In the comment thread about agents failing the canary test, how is the output of subagents handled before it reaches the parent?

Reading text:
____

Comment by theyCallMeSwift
5 hours ago
I love this idea, but have a hypothesis that 90% of agents that people actually use today would fail this test inadvertently (false negative).
Industry best practice + standard implementation for most agents right now is to do web browsing / fetching via subagents. Their output is summarized using a cheaper model and then passed back to the parent. It's very unlikely that without preserving the actual content the subagents see that the `CANARY-` strings would be found in the output.
Any thoughts on how you'd change the test structure with this in mind?
Hey there - I'm the test author, and you've hit on one of the main points. For the summarization/relevance-based content return, this is a consideration for some of the agent platforms (although I've found others actually do better here than I expected!) - which is part of the point I'm trying to drive home to folks who aren't as familiar with these systems.
I chose to structure it this way intentionally because this is the finding. Most people are surprised that agents aren't 'seeing' everything that's there, and get frustrated when an agent says something isn't there when it clearly is. Raising awareness of this is one of the main points of the exercise, to me.

____

Material shown:
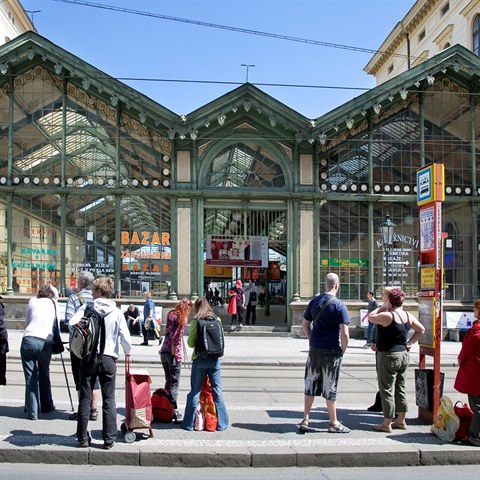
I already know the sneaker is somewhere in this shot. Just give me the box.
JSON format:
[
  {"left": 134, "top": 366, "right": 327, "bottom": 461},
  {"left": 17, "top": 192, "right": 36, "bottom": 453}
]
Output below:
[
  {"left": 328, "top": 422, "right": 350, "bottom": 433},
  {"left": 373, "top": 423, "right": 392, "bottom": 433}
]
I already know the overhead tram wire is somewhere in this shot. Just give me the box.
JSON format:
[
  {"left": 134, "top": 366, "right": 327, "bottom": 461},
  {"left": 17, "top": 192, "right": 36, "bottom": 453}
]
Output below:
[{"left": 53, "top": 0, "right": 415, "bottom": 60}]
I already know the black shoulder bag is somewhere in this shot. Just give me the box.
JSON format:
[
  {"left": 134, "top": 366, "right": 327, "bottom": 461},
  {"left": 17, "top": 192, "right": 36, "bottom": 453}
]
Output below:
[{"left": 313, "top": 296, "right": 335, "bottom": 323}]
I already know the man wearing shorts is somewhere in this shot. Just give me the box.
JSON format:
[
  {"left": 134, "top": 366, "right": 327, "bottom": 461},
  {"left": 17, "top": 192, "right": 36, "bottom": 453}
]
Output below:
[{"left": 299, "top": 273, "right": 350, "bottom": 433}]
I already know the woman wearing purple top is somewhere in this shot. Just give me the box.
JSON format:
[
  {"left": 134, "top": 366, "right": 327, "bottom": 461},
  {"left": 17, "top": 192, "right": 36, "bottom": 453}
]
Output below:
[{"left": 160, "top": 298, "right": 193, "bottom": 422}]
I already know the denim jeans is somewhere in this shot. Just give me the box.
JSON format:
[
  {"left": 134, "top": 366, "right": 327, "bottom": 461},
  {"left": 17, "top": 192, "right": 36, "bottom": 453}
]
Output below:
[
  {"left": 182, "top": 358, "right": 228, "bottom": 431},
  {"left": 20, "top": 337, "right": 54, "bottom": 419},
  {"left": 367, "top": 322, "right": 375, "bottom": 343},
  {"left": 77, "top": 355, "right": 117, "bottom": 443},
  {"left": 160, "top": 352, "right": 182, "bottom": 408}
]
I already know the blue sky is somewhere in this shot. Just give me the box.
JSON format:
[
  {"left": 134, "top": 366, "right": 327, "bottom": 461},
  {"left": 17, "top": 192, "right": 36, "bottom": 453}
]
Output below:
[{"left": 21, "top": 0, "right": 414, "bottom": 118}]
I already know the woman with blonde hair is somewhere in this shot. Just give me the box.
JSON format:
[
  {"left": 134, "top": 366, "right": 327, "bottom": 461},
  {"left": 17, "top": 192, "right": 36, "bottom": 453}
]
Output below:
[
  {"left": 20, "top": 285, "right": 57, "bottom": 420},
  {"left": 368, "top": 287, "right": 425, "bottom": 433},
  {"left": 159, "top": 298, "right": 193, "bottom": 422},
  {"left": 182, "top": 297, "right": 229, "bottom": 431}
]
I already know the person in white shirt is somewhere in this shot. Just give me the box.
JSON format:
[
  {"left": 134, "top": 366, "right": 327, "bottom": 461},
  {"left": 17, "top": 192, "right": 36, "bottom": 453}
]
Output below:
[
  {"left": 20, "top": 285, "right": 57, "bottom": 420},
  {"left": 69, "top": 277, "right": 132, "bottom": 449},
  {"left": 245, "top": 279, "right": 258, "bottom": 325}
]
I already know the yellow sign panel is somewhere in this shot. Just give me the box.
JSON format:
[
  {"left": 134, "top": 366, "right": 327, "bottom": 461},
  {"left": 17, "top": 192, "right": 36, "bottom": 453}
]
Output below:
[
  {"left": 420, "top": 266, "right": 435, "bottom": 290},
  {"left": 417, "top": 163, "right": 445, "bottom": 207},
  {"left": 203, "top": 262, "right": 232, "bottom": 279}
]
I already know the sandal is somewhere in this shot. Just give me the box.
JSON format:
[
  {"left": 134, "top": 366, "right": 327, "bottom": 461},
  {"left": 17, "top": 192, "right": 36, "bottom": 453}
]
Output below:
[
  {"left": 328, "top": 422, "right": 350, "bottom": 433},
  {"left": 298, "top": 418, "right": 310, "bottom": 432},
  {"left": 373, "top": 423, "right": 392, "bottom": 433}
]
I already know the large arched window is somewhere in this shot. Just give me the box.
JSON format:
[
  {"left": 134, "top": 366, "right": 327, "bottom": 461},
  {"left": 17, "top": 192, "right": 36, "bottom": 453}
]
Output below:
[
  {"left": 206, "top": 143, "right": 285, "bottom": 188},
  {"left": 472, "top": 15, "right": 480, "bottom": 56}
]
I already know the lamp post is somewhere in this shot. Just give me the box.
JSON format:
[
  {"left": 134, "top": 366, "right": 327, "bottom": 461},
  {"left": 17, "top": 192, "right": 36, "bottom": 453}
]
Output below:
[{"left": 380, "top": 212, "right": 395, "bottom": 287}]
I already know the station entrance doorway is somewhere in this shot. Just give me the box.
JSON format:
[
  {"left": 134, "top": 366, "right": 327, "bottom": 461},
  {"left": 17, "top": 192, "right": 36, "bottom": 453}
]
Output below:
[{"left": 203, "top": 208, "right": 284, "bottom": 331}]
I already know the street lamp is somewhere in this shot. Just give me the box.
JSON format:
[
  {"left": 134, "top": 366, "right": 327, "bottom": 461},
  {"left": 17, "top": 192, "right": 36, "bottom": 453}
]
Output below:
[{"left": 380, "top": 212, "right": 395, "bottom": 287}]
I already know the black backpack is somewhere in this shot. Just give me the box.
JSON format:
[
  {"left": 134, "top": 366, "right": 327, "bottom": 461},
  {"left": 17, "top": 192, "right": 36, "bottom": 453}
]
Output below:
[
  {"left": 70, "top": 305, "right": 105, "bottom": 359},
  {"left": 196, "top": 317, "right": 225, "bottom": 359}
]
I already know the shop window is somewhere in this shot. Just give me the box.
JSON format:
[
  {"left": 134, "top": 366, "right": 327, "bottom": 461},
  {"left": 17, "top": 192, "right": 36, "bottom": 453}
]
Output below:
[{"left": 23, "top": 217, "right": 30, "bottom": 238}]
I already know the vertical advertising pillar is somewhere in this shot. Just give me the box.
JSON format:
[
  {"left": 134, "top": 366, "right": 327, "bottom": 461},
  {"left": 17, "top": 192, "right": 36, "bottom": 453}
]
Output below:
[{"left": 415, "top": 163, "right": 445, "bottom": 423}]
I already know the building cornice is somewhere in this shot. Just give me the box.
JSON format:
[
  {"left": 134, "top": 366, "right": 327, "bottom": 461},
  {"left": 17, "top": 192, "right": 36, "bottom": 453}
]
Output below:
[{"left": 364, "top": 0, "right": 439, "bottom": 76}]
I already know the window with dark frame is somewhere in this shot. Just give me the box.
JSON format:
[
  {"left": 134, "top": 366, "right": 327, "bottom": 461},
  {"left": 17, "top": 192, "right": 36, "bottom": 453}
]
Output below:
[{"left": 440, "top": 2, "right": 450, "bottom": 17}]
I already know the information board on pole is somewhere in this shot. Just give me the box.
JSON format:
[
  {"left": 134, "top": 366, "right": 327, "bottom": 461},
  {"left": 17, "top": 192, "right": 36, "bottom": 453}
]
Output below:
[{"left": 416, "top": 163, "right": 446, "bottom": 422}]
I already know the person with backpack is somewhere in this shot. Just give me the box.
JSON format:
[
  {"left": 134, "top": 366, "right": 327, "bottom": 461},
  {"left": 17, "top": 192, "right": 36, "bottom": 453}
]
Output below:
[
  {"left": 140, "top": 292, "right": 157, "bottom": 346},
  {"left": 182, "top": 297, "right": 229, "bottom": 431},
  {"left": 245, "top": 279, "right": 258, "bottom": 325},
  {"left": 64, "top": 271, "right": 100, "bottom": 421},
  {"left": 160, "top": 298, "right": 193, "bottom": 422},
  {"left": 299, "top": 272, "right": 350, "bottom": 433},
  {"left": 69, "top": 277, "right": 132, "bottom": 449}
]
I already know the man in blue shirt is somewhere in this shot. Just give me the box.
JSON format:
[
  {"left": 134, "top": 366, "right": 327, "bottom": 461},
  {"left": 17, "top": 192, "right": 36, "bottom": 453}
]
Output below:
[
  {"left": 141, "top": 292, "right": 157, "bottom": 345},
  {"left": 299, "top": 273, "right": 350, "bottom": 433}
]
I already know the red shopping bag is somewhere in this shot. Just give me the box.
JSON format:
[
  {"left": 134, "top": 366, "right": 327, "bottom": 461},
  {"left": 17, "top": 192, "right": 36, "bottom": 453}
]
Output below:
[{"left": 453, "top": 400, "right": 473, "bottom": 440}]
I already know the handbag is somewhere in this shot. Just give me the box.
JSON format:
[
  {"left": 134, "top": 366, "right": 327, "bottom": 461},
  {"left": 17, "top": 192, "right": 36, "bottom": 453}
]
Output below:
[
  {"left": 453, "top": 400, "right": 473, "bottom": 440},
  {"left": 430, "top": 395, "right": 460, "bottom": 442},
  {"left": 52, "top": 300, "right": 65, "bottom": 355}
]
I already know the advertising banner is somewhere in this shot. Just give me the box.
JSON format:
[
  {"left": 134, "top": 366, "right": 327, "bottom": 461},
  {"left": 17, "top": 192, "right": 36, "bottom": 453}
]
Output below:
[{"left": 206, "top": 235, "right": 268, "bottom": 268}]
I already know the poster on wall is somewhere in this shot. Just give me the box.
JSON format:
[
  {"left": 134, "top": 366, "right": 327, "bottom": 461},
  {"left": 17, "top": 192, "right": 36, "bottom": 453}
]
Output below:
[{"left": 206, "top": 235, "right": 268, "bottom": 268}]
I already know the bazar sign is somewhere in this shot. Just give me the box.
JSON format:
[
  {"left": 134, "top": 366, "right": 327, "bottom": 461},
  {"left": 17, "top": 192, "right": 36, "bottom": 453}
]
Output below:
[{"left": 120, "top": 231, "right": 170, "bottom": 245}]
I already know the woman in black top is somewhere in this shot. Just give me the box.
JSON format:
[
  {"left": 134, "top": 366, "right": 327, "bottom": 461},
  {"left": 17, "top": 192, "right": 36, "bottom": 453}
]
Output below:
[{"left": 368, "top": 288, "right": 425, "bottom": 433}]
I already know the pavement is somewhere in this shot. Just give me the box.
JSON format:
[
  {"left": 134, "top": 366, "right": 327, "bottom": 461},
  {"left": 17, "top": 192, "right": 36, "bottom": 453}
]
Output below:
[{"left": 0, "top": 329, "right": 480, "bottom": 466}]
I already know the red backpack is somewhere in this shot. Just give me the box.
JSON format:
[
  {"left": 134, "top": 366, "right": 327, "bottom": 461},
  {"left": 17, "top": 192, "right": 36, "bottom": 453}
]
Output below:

____

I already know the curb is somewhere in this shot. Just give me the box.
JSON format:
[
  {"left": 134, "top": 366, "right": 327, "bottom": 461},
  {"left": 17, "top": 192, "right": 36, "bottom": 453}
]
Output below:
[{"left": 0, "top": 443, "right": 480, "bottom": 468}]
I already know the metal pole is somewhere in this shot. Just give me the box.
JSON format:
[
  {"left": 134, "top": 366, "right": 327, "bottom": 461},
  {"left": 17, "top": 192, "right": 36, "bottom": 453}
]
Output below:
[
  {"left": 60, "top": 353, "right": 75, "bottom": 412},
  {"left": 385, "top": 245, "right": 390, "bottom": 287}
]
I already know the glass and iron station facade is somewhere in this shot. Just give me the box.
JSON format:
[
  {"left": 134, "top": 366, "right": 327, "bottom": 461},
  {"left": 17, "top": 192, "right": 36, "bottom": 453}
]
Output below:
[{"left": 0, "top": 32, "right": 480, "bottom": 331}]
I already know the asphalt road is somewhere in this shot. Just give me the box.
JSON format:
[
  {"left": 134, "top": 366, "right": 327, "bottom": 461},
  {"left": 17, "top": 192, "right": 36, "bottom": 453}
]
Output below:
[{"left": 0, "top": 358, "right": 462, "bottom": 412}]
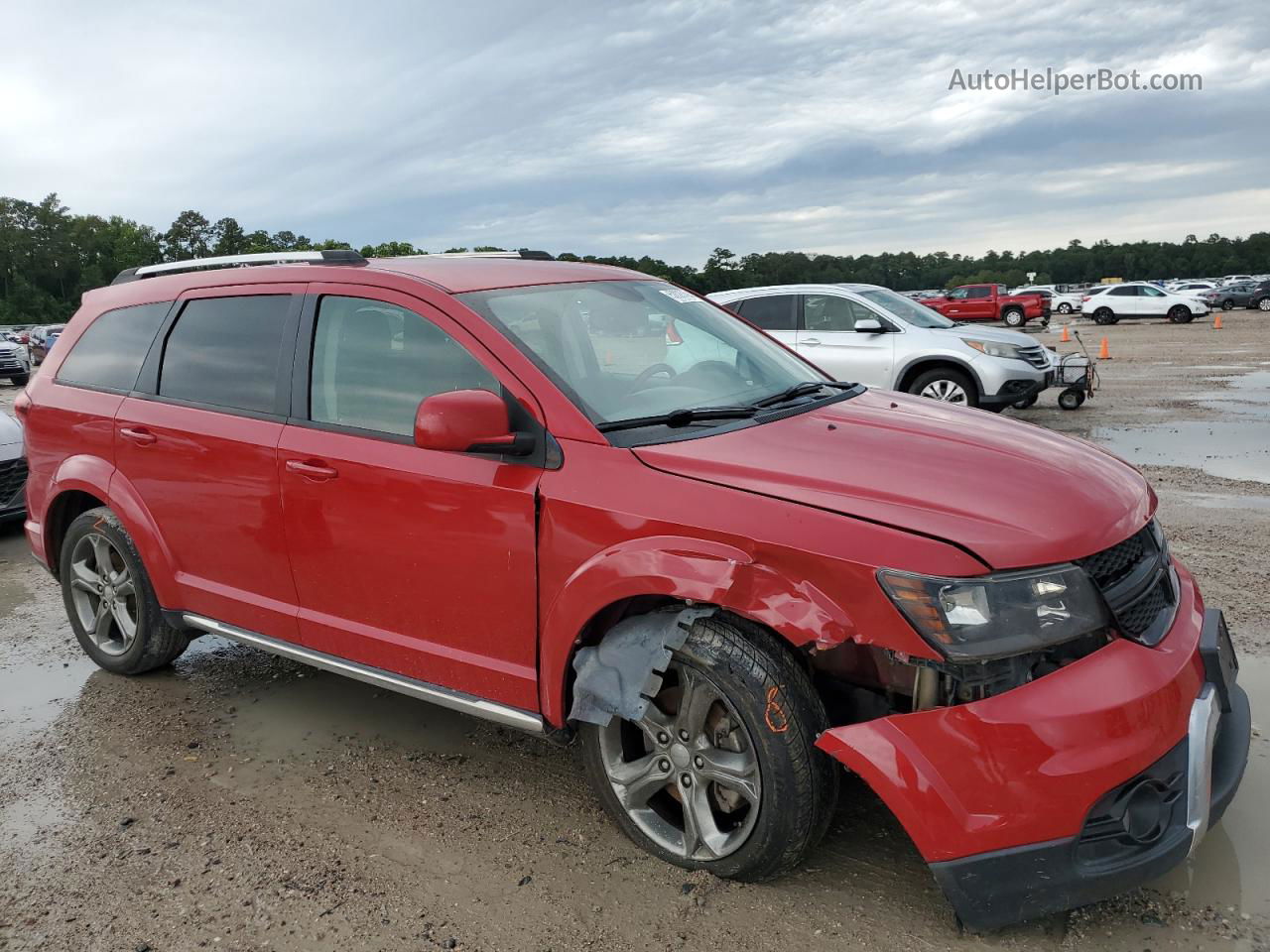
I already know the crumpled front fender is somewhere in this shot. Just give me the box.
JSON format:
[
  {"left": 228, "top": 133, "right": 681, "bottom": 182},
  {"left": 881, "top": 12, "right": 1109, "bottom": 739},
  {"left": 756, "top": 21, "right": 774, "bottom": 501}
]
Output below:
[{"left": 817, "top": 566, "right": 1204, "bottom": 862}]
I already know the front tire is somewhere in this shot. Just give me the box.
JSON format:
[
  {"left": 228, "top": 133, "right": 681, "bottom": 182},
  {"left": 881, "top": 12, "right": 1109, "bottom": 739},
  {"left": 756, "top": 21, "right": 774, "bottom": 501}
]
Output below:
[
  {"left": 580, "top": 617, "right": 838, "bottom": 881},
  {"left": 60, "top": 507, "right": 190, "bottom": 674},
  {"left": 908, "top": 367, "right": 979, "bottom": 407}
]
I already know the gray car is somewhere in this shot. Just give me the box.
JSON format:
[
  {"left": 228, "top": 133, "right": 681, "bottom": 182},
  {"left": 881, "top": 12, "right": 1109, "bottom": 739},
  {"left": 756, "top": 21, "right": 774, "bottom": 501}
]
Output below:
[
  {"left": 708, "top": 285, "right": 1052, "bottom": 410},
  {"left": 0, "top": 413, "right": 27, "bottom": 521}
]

____

Response area: It is summarized using a cheaper model and then passed back to the parent.